● REQUIREMENT: Pick up the post on Trudeau's prorogation of Parliament after its last sentence and keep writing it.

● PASSAGE PROVIDED:
--- START ---

Friday, August 21, 2020

Another abusive prorogation in Canada

Something from a few days ago: Canada is showing us exactly how not to do Westminster democracy, with another abuse of prorogation powers to suspend Parliament and kill a corruption investigation:

Canada’s prime minister, Justin Trudeau, is facing accusations that his decision to prorogue parliament is little more than an attempt to cover up an ethics scandal – and walk away from his duties during a pivotal moment in the pandemic.

On Tuesday afternoon, Trudeau asked Julie Payette, governor general, to prematurely end the current parliamentary session. He vowed to resume on 23 September with a speech from the throne, followed by a confidence vote.

The move to “reset” the government because of Covid comes amid committee investigations into the WE charity affair, in which Trudeau and former finance minister Bill Morneau face accusations of an improper financial relationship with the international development organization. Both men have apologized for not recusing themselves amid apparent conflicts of interest.

Prorogation will suspend all government business, including the investigation.

This isn't the first time this sort of abuse has happened. Back in 2008 then-Prime Minister Stephen Harper prorogued parliament to prevent the opposition from voting out his minority government, then did it again a year later to impede an investigation into Canada's collaboration with foreign torturers. Trudeau of course promised to end such abuses. But as usual, he lied.

--- END ---

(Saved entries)
--- START ---

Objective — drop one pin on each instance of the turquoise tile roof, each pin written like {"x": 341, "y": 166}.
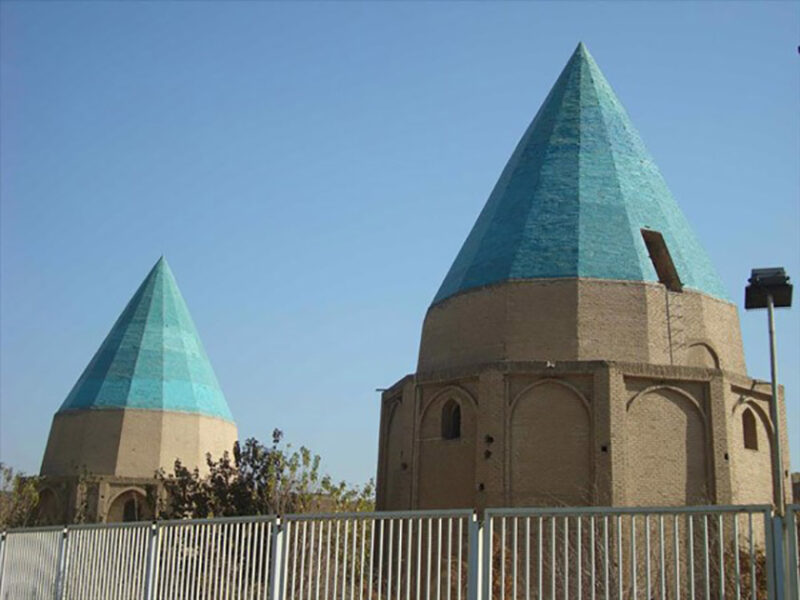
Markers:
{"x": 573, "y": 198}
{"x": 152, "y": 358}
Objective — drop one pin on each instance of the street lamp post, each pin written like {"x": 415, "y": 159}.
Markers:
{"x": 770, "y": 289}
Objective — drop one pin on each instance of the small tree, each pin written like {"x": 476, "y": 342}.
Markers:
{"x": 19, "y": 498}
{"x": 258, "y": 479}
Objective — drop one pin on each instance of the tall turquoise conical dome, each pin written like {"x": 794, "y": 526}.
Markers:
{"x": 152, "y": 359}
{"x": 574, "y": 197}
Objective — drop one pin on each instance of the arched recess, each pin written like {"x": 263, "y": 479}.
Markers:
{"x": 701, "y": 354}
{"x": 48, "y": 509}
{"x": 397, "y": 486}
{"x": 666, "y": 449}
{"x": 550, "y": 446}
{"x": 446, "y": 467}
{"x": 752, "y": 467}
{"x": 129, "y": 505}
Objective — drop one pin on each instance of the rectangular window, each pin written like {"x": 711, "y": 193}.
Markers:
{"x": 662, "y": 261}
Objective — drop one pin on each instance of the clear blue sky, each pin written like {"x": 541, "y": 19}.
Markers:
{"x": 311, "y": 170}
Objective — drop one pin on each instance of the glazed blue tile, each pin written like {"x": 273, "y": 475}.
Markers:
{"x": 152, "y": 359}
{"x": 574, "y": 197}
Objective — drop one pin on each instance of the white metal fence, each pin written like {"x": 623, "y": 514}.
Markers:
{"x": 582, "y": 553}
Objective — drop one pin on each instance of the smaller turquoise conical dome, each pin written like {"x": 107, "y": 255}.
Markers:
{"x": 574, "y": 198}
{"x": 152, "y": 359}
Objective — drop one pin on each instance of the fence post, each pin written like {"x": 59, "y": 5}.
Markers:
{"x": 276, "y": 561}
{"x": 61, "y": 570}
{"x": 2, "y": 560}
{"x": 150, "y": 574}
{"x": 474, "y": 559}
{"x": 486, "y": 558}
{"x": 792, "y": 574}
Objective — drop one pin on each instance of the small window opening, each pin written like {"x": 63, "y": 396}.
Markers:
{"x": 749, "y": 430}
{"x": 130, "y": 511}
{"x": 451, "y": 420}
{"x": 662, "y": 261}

--- END ---
--- START ---

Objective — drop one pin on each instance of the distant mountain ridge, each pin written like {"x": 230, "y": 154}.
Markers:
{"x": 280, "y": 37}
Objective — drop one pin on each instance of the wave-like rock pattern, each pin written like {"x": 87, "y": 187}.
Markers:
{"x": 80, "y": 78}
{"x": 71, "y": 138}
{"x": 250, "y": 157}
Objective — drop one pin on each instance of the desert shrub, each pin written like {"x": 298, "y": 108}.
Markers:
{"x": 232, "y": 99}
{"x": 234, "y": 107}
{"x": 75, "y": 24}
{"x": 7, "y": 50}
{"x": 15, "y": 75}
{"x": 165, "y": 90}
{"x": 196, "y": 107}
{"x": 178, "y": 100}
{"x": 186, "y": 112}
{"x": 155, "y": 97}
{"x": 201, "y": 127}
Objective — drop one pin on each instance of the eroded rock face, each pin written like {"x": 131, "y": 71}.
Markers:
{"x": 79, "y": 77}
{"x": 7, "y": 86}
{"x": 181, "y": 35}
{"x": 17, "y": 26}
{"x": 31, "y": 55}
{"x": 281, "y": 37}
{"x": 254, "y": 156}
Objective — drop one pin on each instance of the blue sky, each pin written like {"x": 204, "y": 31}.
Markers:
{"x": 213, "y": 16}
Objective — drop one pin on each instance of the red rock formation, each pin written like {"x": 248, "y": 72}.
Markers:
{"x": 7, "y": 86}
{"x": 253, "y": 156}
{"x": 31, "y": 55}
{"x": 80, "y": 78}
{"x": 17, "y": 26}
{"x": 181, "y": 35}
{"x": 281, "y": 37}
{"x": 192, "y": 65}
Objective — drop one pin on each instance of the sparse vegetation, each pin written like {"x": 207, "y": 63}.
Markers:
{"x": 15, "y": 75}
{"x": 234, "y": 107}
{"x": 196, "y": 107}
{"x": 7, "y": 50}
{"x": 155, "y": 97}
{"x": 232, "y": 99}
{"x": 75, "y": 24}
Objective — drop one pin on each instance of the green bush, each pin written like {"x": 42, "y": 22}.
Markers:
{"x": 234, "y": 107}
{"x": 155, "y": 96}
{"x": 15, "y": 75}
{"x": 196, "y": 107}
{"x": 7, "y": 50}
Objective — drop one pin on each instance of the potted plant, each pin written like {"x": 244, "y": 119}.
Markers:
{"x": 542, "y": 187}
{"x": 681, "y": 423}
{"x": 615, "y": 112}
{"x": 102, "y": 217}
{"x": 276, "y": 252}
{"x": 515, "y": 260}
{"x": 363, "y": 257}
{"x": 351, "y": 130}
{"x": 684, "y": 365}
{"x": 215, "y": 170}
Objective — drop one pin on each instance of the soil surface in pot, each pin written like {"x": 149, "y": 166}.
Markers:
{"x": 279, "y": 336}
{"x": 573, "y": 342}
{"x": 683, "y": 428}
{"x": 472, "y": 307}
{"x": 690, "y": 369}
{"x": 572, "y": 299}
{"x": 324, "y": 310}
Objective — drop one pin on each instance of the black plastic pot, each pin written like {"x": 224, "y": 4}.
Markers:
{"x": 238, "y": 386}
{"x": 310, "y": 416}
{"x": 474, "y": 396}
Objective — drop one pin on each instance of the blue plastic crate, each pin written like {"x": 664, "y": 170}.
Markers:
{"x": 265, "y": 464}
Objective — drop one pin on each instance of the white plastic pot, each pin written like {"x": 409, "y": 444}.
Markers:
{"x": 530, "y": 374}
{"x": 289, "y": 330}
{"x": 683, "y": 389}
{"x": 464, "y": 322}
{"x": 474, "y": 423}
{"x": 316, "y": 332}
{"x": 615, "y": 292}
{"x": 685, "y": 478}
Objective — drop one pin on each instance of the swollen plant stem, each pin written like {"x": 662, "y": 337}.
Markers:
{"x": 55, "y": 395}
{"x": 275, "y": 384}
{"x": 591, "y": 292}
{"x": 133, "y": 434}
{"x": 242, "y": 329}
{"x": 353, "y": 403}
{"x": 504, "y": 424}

--- END ---

● YOUR RESPONSE:
So how do you stop it? We simply don't do this sort of thing in New Zealand. And partly that's because we've just got out of the habit, and moved away from this monarchical business of the monarch summoning Parliament every year in favour of the House controlling its own calendar, and away from monarchist ceremony (in the form of an archaic "speech from the throne") every time the government wants to make a major policy announcement in favour of the Prime Minister simply making a Ministerial statement or calling a press conference and telling us (or maybe, a mini-budget). Similarly, we don't need it - as Trudeau claims is the case in Canada - in order to hold a confidence vote: there are several scheduled throughout the year as part of the regular budget process, and the government can hold one whenever it wants. We don't even need it now to bring back Parliament during an adjournment in an emergency: the Speaker can do that themselves. The only time the Governor-General ever summons Parliament now is after elections, or in the never-happened-yet case of an emergency after it has been dissolved, and both of those are governed by statute - that is, by Parliament. Canada could learn from this, and adopt similar arrangements. And their constitution would probably be a lot healthier for it.